__WRITTEN INSTRUCTION__: Extract every line of the entries below that contains the string "gymnast", copying each line in full. Case counts.

__DATA LINES__:
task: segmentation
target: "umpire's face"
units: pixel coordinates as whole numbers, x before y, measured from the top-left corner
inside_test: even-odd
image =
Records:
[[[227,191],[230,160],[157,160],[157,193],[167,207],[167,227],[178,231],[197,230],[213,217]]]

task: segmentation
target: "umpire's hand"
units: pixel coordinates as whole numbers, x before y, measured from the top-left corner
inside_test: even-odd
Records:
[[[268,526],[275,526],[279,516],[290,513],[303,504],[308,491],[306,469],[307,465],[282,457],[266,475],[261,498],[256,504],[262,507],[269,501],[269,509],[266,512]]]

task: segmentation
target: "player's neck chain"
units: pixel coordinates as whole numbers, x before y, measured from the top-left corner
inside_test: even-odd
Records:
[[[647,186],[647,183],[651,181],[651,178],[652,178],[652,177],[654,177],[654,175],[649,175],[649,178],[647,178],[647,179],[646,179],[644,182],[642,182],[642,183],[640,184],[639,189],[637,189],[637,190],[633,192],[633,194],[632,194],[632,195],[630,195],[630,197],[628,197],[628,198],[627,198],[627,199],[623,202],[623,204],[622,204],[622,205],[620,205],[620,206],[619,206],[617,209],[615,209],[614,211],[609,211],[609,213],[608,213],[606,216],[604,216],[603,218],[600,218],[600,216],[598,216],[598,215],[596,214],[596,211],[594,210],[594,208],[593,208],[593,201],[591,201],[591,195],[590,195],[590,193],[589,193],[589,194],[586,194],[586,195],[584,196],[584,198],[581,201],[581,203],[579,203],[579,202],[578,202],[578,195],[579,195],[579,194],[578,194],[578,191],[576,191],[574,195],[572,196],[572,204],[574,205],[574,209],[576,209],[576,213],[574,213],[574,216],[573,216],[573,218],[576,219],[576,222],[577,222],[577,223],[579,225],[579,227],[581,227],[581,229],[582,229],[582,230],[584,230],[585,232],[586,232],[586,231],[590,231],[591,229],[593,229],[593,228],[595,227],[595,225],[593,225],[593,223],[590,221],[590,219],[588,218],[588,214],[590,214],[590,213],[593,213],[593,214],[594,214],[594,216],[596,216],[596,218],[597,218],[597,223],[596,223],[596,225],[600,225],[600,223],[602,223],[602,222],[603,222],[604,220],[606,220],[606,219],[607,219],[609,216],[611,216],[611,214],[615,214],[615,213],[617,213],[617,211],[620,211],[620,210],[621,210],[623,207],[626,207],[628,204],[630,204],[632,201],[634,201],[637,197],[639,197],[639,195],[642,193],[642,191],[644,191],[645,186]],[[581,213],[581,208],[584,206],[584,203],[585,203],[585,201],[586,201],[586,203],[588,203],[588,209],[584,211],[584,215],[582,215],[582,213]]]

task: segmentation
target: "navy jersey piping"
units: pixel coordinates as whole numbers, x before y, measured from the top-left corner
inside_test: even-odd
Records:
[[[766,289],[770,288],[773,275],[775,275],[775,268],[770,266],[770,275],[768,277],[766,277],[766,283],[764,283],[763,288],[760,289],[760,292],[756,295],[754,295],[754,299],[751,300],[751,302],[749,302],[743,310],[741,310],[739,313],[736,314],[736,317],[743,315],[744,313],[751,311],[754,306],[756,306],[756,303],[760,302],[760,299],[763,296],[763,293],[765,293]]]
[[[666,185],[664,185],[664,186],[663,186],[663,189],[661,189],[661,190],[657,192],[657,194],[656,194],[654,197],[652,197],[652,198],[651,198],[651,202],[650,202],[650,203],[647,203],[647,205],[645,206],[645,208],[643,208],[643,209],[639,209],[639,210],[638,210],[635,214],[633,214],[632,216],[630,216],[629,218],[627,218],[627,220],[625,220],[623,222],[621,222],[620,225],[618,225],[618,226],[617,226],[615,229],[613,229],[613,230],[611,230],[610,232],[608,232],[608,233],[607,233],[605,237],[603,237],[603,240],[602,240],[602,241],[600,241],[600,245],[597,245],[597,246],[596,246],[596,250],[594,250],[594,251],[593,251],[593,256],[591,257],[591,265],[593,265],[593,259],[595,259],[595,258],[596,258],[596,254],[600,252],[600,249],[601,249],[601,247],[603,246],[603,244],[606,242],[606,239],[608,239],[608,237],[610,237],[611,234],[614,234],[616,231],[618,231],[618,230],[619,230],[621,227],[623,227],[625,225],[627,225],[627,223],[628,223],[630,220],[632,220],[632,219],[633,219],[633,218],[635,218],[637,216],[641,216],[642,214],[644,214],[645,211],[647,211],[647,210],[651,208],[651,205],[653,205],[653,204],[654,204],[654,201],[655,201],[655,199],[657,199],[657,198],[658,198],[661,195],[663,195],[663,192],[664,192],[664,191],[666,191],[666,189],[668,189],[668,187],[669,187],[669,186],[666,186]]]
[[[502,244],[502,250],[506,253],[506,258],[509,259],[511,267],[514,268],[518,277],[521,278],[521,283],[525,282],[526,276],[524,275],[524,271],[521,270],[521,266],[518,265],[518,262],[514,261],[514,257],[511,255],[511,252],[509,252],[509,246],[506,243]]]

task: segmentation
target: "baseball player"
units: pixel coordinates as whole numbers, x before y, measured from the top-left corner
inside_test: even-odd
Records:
* * *
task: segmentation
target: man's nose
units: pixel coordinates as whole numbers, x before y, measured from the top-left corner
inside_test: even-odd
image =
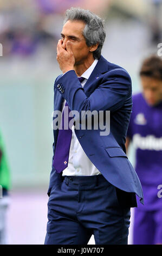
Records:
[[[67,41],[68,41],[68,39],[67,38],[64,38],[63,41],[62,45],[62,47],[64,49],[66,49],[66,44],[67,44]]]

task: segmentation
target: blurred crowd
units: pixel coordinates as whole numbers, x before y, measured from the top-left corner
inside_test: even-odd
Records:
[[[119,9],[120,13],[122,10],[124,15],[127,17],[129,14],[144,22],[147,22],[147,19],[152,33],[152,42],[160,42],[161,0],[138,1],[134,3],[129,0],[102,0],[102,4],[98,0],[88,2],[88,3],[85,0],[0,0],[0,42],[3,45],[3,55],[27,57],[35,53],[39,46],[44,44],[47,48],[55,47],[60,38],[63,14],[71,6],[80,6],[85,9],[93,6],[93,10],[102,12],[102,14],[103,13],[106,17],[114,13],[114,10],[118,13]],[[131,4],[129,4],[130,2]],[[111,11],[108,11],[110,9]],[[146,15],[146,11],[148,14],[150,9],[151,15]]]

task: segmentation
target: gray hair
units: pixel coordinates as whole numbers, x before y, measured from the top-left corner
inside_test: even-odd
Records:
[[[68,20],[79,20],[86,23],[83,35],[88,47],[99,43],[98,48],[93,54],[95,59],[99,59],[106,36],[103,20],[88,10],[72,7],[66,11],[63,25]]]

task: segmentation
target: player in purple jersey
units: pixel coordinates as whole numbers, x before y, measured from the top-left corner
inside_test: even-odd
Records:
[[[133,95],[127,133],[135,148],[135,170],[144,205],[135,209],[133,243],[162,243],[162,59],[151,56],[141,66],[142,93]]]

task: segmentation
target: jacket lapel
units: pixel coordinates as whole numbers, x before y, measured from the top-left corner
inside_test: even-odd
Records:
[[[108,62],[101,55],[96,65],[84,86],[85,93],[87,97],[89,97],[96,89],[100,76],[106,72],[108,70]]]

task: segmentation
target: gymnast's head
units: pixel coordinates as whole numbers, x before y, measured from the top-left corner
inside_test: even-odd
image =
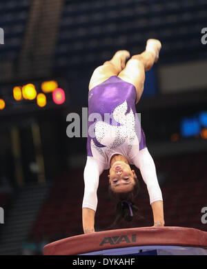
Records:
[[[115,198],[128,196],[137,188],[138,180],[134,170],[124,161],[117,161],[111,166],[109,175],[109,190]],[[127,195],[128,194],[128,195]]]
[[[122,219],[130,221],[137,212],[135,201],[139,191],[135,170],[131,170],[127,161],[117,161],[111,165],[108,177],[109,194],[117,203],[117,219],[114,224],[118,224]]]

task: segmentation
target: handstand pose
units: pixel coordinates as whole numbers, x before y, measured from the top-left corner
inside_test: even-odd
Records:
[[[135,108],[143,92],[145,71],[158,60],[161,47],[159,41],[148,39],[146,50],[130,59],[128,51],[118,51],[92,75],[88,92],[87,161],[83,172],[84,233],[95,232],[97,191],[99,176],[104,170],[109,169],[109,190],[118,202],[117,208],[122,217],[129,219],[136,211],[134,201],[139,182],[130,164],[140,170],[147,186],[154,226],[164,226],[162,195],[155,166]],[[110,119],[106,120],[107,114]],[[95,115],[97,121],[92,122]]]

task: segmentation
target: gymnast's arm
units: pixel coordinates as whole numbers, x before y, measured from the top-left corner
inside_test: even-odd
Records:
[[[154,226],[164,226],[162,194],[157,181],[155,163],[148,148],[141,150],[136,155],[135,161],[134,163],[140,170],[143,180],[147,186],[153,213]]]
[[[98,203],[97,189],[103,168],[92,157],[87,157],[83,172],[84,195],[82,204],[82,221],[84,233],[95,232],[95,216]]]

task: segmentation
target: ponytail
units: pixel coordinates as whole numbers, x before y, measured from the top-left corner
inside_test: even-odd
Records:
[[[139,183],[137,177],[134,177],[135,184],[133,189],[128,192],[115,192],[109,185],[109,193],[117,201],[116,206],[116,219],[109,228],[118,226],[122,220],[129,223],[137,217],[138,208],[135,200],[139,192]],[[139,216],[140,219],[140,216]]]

__RESPONSE TO THIS EXERCISE__:
target: gymnast's head
target: gymnast's arm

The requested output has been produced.